* [Your task]: The required output consists solely of the lines from the line containing "Task: Find the half-round" through the end of the records, copied exactly.

─── Extracted information

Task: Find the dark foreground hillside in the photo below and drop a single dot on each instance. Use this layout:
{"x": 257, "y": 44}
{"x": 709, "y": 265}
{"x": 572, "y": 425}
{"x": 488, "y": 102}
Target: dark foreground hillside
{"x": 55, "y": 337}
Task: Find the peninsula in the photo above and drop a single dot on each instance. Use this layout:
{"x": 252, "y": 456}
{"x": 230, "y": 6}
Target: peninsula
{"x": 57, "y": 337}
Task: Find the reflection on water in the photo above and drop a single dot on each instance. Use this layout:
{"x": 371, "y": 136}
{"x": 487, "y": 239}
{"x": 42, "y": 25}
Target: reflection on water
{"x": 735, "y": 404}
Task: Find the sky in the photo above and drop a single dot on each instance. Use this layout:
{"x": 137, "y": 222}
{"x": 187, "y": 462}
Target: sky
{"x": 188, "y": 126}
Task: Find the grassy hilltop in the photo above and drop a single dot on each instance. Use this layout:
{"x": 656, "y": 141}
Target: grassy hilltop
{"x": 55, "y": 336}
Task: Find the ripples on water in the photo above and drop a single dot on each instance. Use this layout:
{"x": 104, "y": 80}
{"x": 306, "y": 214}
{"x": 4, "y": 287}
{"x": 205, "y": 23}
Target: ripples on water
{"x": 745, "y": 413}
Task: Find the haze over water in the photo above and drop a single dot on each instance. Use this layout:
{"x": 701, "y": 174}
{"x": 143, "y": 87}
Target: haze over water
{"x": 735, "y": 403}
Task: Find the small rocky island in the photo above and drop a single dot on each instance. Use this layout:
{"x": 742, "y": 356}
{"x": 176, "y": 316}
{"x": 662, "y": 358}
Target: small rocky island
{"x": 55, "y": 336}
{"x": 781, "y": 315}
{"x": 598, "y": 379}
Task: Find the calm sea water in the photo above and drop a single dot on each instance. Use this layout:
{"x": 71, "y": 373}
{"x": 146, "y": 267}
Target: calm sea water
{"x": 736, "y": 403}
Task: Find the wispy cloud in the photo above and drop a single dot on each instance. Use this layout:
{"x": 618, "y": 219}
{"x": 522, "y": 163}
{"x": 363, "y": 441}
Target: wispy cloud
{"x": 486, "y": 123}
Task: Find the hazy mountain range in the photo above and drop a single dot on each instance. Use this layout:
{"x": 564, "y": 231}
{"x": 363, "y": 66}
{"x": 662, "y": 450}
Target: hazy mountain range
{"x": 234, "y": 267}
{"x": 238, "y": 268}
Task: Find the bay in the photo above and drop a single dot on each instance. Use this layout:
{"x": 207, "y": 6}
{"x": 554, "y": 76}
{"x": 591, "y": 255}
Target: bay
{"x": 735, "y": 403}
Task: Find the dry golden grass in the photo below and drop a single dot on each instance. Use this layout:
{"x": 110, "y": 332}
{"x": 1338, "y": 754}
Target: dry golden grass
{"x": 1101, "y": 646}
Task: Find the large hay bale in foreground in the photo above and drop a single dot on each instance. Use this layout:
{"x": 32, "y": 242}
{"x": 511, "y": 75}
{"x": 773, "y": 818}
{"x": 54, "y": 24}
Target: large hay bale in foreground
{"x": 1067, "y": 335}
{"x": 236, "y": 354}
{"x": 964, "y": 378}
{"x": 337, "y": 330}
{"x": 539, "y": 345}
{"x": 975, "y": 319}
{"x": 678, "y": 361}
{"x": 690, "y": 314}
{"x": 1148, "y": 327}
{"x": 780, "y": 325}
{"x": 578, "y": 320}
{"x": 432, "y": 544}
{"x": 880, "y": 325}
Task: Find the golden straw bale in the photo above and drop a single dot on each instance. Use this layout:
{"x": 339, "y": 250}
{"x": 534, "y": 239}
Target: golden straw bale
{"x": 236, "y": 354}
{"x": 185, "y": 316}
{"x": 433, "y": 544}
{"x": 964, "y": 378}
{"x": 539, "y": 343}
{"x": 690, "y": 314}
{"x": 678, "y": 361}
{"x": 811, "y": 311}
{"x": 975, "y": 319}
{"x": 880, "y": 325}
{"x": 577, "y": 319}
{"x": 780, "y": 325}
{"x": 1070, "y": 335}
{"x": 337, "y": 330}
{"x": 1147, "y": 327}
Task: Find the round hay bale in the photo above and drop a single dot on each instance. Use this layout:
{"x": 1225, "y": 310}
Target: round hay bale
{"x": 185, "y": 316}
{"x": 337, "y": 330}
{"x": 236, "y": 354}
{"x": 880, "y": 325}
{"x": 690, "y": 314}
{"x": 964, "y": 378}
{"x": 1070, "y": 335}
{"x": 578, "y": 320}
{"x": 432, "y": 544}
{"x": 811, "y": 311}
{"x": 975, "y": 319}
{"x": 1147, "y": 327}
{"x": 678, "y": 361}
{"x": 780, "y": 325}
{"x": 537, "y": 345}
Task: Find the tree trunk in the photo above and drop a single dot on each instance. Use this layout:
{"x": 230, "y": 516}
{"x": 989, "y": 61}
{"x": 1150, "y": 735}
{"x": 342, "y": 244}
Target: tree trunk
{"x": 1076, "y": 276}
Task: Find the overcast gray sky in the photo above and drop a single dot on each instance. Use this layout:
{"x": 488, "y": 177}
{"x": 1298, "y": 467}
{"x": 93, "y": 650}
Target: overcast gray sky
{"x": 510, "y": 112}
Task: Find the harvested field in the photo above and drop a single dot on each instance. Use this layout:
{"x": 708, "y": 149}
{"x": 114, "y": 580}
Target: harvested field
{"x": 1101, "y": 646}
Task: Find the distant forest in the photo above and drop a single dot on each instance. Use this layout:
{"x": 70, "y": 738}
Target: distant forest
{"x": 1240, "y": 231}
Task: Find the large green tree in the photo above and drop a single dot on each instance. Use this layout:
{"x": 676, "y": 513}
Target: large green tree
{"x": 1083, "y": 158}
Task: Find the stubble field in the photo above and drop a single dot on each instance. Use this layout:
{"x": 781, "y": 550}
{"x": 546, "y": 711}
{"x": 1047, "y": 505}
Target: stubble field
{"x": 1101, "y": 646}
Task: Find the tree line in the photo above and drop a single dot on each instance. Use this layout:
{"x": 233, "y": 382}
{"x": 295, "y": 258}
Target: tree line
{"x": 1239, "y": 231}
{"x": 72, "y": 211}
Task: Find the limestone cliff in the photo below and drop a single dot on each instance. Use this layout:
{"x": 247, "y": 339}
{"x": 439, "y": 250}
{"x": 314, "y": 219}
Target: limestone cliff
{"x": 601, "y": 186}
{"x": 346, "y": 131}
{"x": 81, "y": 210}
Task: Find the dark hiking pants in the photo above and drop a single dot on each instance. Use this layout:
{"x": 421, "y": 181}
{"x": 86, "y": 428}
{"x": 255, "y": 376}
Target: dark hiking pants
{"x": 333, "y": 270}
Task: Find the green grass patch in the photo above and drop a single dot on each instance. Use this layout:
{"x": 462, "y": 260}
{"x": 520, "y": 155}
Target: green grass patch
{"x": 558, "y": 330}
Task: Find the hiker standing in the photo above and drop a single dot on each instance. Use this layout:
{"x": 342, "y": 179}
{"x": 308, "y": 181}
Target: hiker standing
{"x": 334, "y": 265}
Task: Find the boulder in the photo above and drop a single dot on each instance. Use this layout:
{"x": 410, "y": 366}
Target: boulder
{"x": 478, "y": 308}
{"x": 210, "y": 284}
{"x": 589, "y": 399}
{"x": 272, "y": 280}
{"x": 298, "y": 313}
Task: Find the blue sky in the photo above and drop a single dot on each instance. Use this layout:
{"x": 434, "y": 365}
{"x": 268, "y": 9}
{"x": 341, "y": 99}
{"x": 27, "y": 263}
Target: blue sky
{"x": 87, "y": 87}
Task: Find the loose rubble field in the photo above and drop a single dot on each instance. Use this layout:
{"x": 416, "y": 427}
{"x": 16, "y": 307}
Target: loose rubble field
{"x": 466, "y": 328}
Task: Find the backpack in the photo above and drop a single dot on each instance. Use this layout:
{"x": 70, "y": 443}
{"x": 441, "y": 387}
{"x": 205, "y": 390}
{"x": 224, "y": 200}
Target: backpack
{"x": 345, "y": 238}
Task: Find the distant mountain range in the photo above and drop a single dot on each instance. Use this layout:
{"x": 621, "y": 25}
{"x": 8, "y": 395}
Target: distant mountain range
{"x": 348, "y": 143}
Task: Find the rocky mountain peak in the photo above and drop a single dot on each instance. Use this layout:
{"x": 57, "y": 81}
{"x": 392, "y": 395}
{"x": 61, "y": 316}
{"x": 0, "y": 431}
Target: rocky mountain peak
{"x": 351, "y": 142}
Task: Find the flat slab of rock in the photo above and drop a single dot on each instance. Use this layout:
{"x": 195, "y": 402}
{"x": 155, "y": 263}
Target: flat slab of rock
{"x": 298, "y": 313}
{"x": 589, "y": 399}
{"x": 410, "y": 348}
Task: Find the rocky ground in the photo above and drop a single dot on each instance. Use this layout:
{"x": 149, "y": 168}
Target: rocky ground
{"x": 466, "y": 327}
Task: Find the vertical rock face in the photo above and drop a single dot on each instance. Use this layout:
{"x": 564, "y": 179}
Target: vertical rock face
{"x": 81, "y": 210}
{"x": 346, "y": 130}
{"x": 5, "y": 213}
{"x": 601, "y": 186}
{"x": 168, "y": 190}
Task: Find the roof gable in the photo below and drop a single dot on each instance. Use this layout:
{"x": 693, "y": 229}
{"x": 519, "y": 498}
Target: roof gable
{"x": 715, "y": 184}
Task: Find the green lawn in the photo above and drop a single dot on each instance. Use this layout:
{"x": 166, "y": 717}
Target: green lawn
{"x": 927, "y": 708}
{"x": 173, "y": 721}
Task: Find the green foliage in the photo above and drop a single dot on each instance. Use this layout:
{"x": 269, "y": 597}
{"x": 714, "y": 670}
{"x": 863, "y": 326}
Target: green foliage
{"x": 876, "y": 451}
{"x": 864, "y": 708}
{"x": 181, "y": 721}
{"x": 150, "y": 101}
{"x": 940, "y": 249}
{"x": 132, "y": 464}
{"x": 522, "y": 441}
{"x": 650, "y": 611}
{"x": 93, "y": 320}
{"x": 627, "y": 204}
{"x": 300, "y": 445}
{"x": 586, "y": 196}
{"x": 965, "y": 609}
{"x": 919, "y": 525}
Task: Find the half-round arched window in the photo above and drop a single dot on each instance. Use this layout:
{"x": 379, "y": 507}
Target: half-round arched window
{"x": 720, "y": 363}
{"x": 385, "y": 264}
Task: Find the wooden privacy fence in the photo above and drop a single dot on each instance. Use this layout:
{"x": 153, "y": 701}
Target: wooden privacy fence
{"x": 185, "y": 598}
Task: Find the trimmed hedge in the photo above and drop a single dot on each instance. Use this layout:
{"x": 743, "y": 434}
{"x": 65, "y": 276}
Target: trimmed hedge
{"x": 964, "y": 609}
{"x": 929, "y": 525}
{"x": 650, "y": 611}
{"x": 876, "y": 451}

──────

* [Solution for this problem]:
Task: Find the half-round arched window in the photo above and drop a single dot on each instance. Use this layout:
{"x": 379, "y": 507}
Target: half-round arched window
{"x": 720, "y": 363}
{"x": 385, "y": 264}
Task: Find the wooden privacy fence in the photo above and drop a single dot on each instance. Use this layout:
{"x": 153, "y": 701}
Target: wooden privacy fence
{"x": 185, "y": 598}
Task: Find the trimmed hedge in the photo above and drop a single dot on each instance. Use this layout:
{"x": 743, "y": 434}
{"x": 65, "y": 276}
Target: trimmed hedge
{"x": 964, "y": 609}
{"x": 929, "y": 525}
{"x": 650, "y": 611}
{"x": 876, "y": 451}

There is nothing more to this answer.